### Problem to work on
If a line in the data contains "Target", copy it out.

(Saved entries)
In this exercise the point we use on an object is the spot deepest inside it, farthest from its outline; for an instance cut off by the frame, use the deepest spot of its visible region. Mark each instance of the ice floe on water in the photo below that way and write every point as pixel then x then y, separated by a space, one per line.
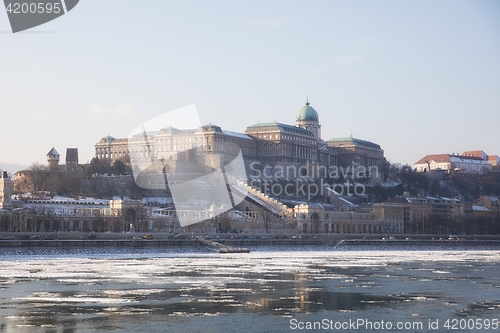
pixel 167 289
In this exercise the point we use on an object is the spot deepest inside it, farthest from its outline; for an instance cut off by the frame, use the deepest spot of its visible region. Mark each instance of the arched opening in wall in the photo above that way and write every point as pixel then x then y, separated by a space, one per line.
pixel 29 225
pixel 131 220
pixel 315 223
pixel 56 225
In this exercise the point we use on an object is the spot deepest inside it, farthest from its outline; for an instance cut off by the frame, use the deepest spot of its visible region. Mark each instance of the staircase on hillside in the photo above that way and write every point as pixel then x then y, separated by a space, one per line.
pixel 261 199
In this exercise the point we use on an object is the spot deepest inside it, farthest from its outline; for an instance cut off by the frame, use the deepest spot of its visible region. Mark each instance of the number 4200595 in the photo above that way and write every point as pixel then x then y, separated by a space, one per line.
pixel 33 7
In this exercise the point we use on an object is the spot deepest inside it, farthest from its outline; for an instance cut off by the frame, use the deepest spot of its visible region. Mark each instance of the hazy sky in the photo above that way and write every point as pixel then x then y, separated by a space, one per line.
pixel 416 77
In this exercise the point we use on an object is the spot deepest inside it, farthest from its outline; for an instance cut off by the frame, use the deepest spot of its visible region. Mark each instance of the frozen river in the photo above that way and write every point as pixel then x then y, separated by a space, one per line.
pixel 267 290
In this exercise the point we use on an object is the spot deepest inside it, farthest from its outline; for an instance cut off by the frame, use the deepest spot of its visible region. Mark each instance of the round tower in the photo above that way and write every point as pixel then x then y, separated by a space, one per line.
pixel 307 118
pixel 53 159
pixel 5 191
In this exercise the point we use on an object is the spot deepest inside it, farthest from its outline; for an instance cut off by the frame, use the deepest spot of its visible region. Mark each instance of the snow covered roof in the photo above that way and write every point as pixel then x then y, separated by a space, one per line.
pixel 236 135
pixel 480 208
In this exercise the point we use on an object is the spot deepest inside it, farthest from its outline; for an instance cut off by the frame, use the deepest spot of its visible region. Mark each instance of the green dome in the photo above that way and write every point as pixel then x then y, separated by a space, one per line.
pixel 307 113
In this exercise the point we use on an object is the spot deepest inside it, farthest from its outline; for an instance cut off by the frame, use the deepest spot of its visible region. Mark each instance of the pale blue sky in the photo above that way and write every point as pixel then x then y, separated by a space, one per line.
pixel 417 77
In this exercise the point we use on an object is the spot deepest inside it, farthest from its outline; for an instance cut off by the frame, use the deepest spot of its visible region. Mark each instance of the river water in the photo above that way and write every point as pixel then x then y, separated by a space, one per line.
pixel 268 290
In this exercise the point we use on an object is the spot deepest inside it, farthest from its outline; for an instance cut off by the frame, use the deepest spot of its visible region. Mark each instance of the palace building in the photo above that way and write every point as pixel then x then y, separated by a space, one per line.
pixel 269 144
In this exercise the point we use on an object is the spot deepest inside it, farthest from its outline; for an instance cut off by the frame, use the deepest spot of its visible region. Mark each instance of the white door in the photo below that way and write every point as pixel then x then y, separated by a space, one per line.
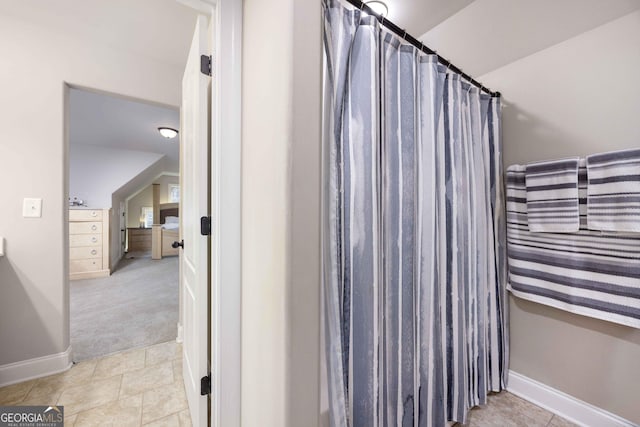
pixel 194 182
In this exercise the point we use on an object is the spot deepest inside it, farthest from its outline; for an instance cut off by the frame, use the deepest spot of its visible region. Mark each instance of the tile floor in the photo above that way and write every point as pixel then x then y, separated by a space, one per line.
pixel 132 388
pixel 143 387
pixel 507 410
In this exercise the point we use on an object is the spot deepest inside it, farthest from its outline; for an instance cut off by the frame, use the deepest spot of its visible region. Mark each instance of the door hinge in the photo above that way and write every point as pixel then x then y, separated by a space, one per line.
pixel 205 385
pixel 205 64
pixel 205 225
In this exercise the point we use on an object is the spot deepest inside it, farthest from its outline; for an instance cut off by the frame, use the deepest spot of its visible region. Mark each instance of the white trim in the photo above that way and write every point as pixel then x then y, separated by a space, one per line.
pixel 179 337
pixel 226 283
pixel 25 370
pixel 562 404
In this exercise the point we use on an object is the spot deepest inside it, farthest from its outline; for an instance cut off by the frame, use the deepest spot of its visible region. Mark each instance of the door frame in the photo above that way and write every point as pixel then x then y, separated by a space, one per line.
pixel 225 188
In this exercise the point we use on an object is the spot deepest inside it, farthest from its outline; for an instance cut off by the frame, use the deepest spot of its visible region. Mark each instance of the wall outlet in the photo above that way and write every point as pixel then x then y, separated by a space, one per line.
pixel 32 208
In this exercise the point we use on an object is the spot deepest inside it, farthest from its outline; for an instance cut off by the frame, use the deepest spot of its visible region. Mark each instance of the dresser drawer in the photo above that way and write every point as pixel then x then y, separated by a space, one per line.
pixel 77 240
pixel 85 252
pixel 85 215
pixel 85 227
pixel 85 265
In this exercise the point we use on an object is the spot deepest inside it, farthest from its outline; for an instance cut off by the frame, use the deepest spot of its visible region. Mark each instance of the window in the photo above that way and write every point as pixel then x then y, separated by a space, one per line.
pixel 146 217
pixel 174 193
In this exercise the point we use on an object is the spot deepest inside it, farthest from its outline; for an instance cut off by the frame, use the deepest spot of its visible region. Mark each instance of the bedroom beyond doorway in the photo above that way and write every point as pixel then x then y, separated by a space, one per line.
pixel 124 205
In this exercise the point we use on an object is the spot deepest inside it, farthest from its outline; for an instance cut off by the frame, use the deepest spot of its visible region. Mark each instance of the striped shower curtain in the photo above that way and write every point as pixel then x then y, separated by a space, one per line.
pixel 413 232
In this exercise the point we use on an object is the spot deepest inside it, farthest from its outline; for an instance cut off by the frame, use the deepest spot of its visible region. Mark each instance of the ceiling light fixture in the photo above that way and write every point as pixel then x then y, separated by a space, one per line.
pixel 378 7
pixel 168 133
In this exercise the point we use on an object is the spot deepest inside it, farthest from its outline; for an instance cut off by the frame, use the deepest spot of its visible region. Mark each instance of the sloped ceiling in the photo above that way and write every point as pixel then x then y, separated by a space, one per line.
pixel 113 122
pixel 488 34
pixel 159 29
pixel 419 16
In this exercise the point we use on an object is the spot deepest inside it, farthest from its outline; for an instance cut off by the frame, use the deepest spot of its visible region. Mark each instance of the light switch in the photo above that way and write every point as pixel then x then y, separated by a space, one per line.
pixel 32 208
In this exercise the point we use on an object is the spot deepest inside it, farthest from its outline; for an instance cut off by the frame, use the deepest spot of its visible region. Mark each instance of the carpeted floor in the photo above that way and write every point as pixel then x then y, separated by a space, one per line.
pixel 136 306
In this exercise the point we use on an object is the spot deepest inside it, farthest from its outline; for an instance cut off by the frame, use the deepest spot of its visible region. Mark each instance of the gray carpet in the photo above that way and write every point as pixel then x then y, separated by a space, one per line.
pixel 136 306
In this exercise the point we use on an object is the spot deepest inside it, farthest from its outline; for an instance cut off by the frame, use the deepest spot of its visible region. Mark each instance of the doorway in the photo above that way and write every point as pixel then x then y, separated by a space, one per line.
pixel 122 177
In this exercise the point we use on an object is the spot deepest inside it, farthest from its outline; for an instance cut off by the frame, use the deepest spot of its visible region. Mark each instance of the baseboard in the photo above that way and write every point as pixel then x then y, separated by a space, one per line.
pixel 179 337
pixel 35 368
pixel 568 407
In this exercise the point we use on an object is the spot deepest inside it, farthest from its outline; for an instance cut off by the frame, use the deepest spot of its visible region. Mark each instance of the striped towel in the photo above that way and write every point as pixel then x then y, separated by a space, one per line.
pixel 613 199
pixel 552 196
pixel 587 272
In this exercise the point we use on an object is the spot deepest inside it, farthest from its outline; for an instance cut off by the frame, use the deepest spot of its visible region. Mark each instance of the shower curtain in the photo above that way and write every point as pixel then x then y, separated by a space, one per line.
pixel 413 232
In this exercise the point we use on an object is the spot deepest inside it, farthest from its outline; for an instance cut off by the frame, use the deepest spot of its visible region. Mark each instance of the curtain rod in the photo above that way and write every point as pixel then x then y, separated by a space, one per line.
pixel 418 44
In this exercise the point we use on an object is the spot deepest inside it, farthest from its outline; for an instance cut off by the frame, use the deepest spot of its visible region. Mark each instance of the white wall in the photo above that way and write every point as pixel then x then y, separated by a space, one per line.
pixel 145 198
pixel 135 205
pixel 576 98
pixel 96 172
pixel 267 62
pixel 36 63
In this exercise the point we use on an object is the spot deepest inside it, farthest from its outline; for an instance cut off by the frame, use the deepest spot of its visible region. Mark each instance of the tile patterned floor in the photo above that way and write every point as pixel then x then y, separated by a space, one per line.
pixel 507 410
pixel 143 387
pixel 132 388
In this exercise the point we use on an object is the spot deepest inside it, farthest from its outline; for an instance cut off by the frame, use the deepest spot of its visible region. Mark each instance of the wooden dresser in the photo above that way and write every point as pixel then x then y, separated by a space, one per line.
pixel 139 239
pixel 88 243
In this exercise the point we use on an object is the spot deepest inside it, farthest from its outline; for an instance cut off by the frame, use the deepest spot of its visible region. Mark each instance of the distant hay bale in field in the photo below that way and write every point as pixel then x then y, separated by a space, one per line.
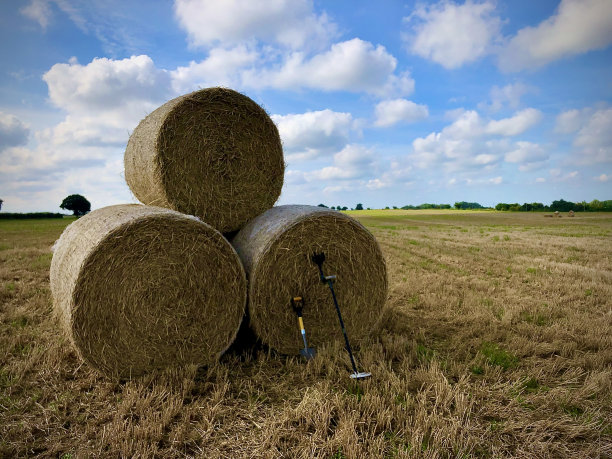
pixel 139 288
pixel 213 153
pixel 276 249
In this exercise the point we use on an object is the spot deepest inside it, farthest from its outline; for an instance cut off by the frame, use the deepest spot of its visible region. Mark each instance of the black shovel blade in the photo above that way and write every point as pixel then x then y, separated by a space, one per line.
pixel 308 353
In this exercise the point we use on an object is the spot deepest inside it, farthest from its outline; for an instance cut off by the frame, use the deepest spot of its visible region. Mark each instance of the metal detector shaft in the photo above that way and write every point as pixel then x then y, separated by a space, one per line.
pixel 329 282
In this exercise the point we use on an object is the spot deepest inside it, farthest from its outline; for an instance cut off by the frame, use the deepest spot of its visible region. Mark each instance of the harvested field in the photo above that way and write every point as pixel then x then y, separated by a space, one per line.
pixel 496 342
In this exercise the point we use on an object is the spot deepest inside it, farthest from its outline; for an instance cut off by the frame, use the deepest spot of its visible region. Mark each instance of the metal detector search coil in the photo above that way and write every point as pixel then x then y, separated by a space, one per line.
pixel 318 259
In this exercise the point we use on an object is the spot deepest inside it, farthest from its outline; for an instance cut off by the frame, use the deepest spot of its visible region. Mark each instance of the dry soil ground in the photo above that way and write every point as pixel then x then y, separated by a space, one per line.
pixel 496 342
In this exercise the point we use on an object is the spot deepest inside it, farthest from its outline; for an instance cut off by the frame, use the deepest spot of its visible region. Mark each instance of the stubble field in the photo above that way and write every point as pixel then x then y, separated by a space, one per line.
pixel 496 342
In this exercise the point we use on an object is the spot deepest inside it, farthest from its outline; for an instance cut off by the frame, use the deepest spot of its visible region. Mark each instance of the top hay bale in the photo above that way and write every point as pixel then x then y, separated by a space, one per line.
pixel 276 249
pixel 140 288
pixel 213 153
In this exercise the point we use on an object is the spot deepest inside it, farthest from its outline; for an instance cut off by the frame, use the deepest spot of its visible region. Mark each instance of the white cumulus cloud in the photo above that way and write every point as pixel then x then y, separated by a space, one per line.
pixel 509 95
pixel 104 99
pixel 528 154
pixel 390 112
pixel 311 134
pixel 13 131
pixel 576 27
pixel 452 34
pixel 594 139
pixel 516 124
pixel 39 11
pixel 354 65
pixel 222 67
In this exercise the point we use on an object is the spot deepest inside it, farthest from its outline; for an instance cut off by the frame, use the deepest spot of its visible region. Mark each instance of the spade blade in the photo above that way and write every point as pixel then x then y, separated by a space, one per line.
pixel 308 353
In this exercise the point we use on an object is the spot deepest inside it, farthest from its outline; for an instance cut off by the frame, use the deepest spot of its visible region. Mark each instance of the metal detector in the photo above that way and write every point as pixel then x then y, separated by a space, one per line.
pixel 318 259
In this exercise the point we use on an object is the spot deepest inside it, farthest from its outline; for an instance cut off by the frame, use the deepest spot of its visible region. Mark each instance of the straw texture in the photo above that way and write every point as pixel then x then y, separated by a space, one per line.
pixel 139 288
pixel 213 153
pixel 276 249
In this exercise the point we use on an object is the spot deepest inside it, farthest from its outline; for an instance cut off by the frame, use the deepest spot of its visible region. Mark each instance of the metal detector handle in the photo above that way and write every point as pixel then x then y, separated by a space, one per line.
pixel 319 258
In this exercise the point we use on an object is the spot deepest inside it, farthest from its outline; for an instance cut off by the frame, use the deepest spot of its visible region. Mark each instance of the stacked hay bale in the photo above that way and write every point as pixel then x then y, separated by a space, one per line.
pixel 213 153
pixel 139 288
pixel 276 249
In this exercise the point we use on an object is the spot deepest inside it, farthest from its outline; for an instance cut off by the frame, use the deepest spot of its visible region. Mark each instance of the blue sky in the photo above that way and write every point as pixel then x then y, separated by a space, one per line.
pixel 382 103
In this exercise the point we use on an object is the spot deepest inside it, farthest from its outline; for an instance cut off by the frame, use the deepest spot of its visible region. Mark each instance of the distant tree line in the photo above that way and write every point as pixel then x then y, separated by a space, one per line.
pixel 558 206
pixel 468 205
pixel 427 206
pixel 9 215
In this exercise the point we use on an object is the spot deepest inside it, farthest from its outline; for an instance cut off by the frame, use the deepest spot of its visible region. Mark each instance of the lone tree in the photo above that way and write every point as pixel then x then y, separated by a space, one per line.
pixel 77 204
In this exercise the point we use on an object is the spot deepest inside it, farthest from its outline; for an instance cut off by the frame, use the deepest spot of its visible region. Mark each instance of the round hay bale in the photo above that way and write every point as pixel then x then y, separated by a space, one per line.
pixel 276 249
pixel 140 288
pixel 213 153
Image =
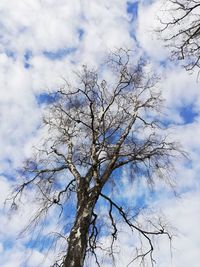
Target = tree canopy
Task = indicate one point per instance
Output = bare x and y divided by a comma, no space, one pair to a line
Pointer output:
97,131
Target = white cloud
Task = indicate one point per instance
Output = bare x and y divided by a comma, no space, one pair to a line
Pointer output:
38,26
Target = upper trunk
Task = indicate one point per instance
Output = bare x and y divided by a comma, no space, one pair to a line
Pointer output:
78,237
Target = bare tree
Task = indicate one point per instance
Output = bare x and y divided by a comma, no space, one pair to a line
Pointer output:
181,30
96,129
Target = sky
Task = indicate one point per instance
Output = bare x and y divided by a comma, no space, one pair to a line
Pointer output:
42,41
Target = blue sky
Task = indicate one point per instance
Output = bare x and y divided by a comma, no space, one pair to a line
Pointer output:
42,42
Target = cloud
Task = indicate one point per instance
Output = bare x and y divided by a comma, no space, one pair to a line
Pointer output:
42,41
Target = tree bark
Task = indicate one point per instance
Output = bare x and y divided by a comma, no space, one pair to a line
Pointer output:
78,237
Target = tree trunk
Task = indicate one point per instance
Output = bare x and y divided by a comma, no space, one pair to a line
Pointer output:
77,244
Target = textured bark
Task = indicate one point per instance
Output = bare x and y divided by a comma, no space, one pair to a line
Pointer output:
77,244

### Task result
Target = tree canopy
Target = white cloud
Target = upper trunk
Target = bare tree
Target = sky
Target = blue sky
Target = cloud
Target = tree bark
Target = tree trunk
Target = textured bark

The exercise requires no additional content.